## TASK TO CARRY OUT
Each line below containing the word "light" needs to be shown.

## SUPPLIED INFORMATION
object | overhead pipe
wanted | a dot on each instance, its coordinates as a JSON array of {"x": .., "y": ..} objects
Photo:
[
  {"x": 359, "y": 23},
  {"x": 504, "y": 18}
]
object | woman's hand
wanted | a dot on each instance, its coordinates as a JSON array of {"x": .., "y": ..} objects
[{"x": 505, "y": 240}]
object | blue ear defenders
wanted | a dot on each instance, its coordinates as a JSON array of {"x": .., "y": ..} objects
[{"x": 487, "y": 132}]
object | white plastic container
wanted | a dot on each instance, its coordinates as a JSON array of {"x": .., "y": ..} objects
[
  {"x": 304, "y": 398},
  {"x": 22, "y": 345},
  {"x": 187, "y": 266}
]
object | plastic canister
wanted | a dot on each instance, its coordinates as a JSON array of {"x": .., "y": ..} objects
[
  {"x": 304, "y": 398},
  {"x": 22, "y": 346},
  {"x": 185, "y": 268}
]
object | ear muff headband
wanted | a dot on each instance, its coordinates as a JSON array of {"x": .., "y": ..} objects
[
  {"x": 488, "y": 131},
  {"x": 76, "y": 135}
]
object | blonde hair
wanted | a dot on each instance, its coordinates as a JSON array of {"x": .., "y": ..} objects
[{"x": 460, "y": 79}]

--

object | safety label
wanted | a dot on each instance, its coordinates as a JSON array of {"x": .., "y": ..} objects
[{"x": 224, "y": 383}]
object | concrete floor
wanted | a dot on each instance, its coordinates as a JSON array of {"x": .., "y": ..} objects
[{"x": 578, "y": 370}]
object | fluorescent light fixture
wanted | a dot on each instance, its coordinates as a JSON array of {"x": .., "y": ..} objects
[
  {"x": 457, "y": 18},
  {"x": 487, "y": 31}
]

...

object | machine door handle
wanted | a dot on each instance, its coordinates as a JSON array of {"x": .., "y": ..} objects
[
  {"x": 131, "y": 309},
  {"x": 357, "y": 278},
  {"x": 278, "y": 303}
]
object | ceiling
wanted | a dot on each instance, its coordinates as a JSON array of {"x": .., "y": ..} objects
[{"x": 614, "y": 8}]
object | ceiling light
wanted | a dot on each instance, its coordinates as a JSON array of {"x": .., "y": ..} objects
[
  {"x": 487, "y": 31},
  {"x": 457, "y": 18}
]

## WRITTEN REPLY
object | fluorescent light fixture
object | ceiling light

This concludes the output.